SHORT TASK: Swap "photo" for "image" in the material between the lines holding "of the eyeball" and "x=203 y=258", inclusive. Return only those lines, otherwise unchanged, and leave out the pictures.

----- SUPPLIED MATERIAL -----

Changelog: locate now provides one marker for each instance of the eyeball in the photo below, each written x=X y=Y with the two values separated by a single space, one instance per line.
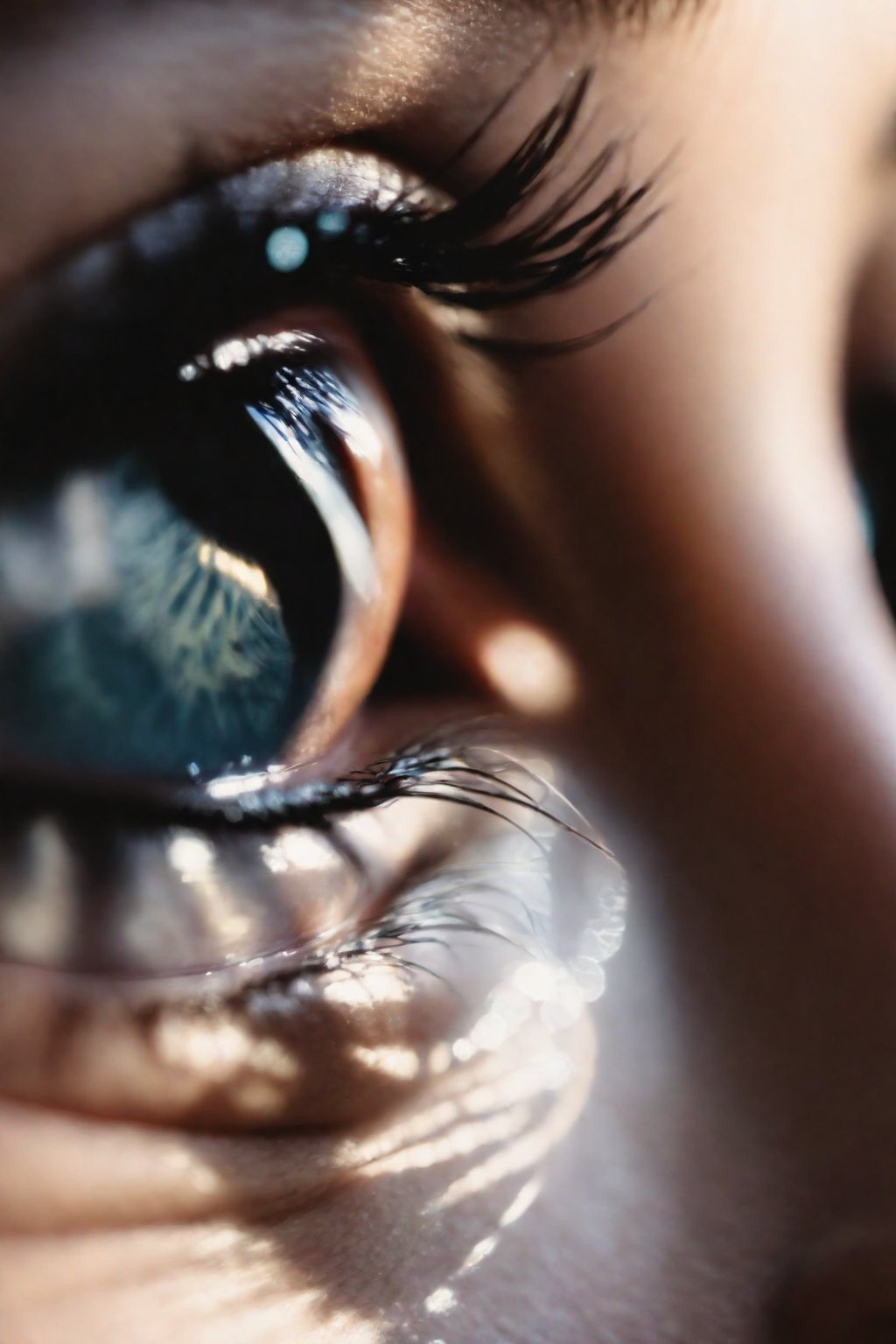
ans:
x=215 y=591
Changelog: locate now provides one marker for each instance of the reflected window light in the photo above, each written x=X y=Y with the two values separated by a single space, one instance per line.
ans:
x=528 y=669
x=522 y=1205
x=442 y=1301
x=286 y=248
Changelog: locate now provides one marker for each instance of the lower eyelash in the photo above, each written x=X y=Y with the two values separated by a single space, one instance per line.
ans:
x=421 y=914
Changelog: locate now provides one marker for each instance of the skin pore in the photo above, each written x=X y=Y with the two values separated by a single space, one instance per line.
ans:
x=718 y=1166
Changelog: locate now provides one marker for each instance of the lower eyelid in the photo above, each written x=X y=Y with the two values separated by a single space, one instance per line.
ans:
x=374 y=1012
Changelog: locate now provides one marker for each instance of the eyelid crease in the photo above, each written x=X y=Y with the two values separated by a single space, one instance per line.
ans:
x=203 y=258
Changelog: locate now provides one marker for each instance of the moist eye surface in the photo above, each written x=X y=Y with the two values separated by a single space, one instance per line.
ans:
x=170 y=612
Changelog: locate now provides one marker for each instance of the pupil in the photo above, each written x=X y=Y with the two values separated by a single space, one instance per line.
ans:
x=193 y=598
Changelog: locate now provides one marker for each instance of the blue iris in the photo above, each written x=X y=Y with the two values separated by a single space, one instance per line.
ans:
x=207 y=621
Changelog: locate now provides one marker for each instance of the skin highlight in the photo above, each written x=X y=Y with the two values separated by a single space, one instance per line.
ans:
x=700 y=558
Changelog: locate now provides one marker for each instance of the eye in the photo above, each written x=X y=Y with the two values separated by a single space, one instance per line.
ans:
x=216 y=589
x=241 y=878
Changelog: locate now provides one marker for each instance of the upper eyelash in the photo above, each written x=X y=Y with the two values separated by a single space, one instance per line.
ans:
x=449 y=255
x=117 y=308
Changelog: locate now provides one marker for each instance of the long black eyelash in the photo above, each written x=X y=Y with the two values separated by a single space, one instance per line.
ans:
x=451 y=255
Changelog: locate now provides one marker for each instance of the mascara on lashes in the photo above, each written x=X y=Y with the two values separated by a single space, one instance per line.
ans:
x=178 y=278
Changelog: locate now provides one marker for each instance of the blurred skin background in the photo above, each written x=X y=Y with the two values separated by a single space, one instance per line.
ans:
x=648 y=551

-----
----- SUPPLIED MATERIAL -----

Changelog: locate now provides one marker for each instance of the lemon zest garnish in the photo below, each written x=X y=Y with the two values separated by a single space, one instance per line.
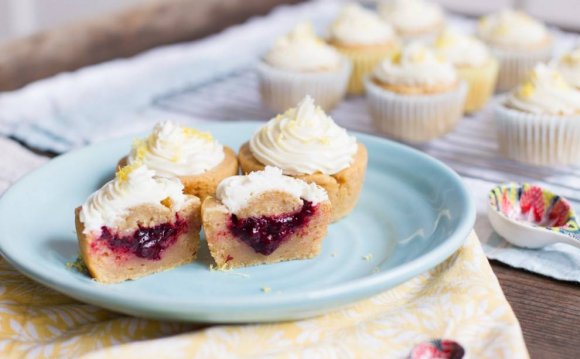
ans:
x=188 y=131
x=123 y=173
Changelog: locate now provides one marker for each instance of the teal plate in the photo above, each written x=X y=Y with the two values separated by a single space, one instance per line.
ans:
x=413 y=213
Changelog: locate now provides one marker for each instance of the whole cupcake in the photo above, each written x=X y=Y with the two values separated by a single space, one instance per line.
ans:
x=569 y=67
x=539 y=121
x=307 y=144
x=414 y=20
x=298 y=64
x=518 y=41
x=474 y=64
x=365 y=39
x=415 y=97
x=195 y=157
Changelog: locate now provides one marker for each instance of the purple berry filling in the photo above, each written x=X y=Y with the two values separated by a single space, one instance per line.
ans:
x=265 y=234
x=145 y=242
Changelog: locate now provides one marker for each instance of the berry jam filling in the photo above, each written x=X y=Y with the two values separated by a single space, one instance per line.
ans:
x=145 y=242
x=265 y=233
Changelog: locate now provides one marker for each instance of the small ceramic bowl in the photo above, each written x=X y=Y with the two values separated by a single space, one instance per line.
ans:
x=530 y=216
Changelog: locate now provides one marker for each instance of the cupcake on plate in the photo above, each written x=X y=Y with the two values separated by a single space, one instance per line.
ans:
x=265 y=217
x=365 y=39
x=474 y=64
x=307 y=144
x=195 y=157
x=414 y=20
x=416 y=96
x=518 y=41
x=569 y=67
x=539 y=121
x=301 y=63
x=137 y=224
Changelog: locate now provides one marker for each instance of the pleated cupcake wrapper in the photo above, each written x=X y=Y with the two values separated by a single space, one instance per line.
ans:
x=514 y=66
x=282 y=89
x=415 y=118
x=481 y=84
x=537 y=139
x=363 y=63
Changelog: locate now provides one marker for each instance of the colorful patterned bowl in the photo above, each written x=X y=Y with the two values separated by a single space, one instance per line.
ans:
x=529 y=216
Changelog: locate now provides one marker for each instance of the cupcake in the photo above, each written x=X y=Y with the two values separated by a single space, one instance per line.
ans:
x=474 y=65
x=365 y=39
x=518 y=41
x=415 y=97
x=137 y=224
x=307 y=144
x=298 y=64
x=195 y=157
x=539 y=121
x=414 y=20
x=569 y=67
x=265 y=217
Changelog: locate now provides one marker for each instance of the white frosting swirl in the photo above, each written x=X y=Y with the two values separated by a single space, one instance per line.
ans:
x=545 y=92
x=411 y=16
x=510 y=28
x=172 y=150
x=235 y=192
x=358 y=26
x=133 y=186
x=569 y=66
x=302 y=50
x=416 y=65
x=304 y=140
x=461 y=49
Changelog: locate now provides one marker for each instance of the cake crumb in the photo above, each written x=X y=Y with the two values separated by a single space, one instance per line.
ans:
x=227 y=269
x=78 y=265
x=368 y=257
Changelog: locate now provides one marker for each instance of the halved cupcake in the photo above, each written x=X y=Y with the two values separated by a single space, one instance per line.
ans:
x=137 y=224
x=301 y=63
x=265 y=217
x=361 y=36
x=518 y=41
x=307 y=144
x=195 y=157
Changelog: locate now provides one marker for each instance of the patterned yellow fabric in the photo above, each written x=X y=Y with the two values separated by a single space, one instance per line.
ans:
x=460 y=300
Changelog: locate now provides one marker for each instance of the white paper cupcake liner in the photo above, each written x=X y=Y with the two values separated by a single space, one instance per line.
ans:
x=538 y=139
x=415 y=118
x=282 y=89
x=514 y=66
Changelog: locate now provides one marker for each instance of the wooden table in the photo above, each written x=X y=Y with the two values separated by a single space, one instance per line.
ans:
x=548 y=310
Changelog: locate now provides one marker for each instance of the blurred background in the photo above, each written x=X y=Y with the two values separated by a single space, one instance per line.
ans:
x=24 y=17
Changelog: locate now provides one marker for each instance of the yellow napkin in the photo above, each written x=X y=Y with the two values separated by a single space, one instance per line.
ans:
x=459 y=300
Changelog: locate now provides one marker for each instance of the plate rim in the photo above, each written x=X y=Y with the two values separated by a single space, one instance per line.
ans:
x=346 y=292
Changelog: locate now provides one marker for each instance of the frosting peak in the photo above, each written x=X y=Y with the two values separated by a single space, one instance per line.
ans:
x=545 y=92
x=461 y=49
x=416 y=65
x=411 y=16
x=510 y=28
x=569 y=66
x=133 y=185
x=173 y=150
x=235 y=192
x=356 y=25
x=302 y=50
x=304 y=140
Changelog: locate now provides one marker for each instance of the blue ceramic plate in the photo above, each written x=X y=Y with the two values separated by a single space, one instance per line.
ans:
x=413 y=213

-----
----- SUPPLIED MATERIAL -----

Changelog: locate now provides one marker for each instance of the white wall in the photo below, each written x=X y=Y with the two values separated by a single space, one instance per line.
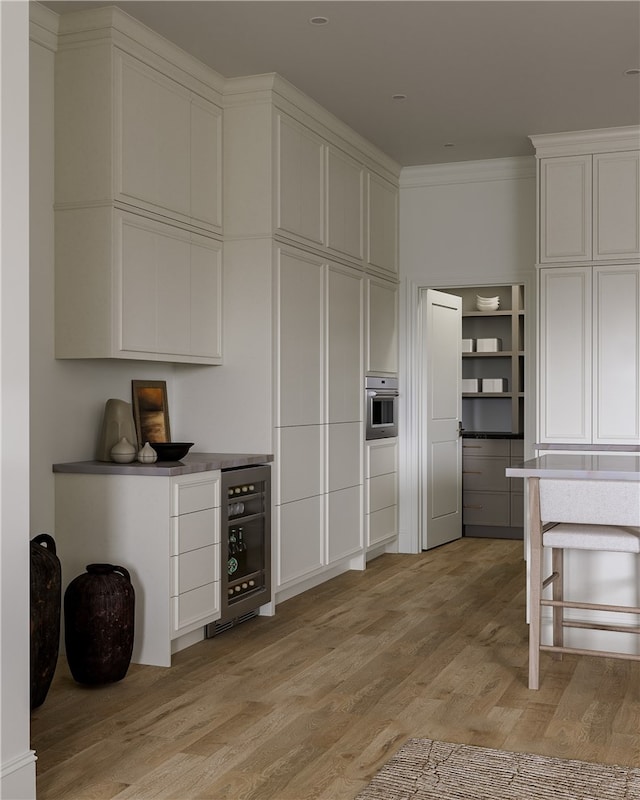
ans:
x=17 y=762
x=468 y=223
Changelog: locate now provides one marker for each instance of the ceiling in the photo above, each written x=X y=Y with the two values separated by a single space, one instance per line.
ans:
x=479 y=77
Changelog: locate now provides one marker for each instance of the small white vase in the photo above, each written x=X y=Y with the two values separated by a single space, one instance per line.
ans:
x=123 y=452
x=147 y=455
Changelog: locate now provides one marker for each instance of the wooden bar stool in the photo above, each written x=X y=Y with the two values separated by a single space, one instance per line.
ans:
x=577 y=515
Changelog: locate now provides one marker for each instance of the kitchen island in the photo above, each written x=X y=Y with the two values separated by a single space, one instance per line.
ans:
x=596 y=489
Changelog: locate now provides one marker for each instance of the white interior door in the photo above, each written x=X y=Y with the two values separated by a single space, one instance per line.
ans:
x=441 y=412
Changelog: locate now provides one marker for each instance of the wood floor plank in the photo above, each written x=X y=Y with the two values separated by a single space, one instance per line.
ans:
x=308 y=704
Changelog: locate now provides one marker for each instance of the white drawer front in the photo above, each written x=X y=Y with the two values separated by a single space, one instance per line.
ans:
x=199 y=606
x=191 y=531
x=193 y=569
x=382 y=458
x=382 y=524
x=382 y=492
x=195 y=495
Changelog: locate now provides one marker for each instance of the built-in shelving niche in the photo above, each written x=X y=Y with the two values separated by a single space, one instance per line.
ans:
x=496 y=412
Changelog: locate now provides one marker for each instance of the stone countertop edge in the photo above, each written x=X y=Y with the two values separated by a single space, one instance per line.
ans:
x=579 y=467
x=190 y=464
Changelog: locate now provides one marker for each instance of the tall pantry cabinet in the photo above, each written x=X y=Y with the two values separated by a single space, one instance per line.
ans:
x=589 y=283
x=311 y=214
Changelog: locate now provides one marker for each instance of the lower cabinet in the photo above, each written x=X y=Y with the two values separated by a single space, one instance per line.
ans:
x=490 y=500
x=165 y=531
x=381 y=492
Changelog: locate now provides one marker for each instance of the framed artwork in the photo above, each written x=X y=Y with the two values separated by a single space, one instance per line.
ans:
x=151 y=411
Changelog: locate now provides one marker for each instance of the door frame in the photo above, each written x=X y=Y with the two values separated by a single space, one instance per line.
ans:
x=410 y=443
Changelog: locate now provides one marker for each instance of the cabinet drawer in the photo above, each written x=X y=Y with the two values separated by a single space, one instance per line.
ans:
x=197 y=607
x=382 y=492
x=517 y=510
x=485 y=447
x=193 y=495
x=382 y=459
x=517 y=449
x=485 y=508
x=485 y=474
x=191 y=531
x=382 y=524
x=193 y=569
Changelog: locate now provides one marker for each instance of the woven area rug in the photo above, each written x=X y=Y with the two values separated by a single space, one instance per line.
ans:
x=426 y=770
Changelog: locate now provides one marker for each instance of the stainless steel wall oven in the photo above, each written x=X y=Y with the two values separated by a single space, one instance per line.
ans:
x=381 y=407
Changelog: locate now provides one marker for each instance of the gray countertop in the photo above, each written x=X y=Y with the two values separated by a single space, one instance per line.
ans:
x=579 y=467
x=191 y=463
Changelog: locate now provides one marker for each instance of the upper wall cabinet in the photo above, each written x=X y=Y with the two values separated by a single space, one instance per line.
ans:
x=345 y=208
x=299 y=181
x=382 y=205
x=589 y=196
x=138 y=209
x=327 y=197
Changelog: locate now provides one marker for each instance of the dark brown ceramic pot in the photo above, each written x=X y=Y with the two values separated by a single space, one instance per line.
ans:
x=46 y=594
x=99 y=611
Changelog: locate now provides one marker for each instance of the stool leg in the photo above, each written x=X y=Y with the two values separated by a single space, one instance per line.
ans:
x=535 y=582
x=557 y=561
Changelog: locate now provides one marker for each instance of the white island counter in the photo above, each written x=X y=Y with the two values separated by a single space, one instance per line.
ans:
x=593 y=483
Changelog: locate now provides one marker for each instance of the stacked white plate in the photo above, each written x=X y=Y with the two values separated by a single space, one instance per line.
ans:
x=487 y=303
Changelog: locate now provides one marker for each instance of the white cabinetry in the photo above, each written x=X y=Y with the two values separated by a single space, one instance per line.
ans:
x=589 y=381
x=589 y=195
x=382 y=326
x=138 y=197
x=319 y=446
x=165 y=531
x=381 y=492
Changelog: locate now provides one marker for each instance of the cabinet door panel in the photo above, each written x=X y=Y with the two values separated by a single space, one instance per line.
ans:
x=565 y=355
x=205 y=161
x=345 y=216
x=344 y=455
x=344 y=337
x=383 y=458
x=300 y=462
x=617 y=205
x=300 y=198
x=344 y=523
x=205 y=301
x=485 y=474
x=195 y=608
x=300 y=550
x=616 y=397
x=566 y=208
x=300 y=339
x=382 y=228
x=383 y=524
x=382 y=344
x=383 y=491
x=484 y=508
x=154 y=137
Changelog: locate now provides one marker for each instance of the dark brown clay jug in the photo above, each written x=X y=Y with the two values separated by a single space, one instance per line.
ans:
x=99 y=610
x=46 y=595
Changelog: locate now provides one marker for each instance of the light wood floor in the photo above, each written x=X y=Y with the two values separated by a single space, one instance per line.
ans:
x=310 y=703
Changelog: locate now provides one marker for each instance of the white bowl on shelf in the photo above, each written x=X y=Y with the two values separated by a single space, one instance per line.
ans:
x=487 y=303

-----

EXERCISE OUTPUT:
Changelog: locate now provides one marker for each instance of the eyeball in the image below, each written x=X y=Y with the two values separated by a single space, one instance per line.
ans:
x=215 y=591
Changelog: locate now provides one marker for each instance of the reflected window light in the image above, each written x=X y=Y with the two values separated by a single space, one instance per line.
ans:
x=528 y=669
x=522 y=1205
x=442 y=1301
x=286 y=248
Changelog: locate now provides one marker for each instance of the lower eyelash in the image above, each written x=X y=Y with the two values separated by a single space, one instance per line.
ans:
x=421 y=914
Changelog: locate now provides one marker for each instance of the skin pore in the image above, each written x=X y=Y with the two values separated by a single space, one instance per line.
ans:
x=718 y=1166
Changelog: locate now provides one marker for each instance of the lower eyelid in the image above, each written x=X y=Y with the two values separated by a single space, one instance per line.
ans:
x=374 y=1012
Changelog: locate now provides one marker for each instance of the eyelid crease in the image above, each written x=X y=Y with the two values separated by a single space, one instance per line.
ans:
x=203 y=258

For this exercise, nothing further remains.